## WHAT TO WORK ON
Reproduce every line of the rows below, requests included, shifting each x and y coordinate in the answers by adding 141 to it. Omit the pictures from your output.
====== DATASET EXTRACT ======
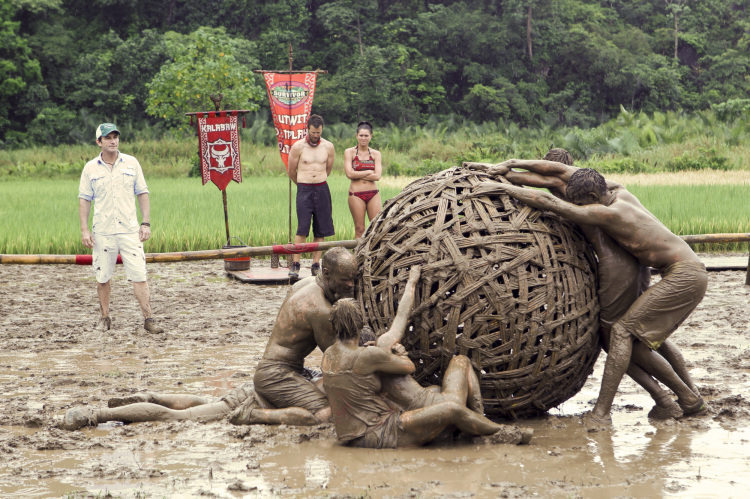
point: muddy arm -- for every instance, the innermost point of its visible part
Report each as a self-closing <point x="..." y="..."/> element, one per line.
<point x="396" y="332"/>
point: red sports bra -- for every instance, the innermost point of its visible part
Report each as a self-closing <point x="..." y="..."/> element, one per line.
<point x="359" y="165"/>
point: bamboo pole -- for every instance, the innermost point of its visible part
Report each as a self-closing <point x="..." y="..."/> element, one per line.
<point x="186" y="256"/>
======
## COMPLETE OUTPUT
point: muddy arm -- for every instance, the innermost point of its visible part
Report each as a self-closing <point x="..." y="..."/> element, one per line.
<point x="537" y="473"/>
point: red sports bra -- for every instance, the innermost point of its visible part
Report each as a self-closing <point x="..." y="..."/> element, one per line.
<point x="500" y="306"/>
point: bamboo pole -- for every instance, the innermost point of its visible part
Report each as a self-closing <point x="..." y="..."/> element, one per line.
<point x="327" y="397"/>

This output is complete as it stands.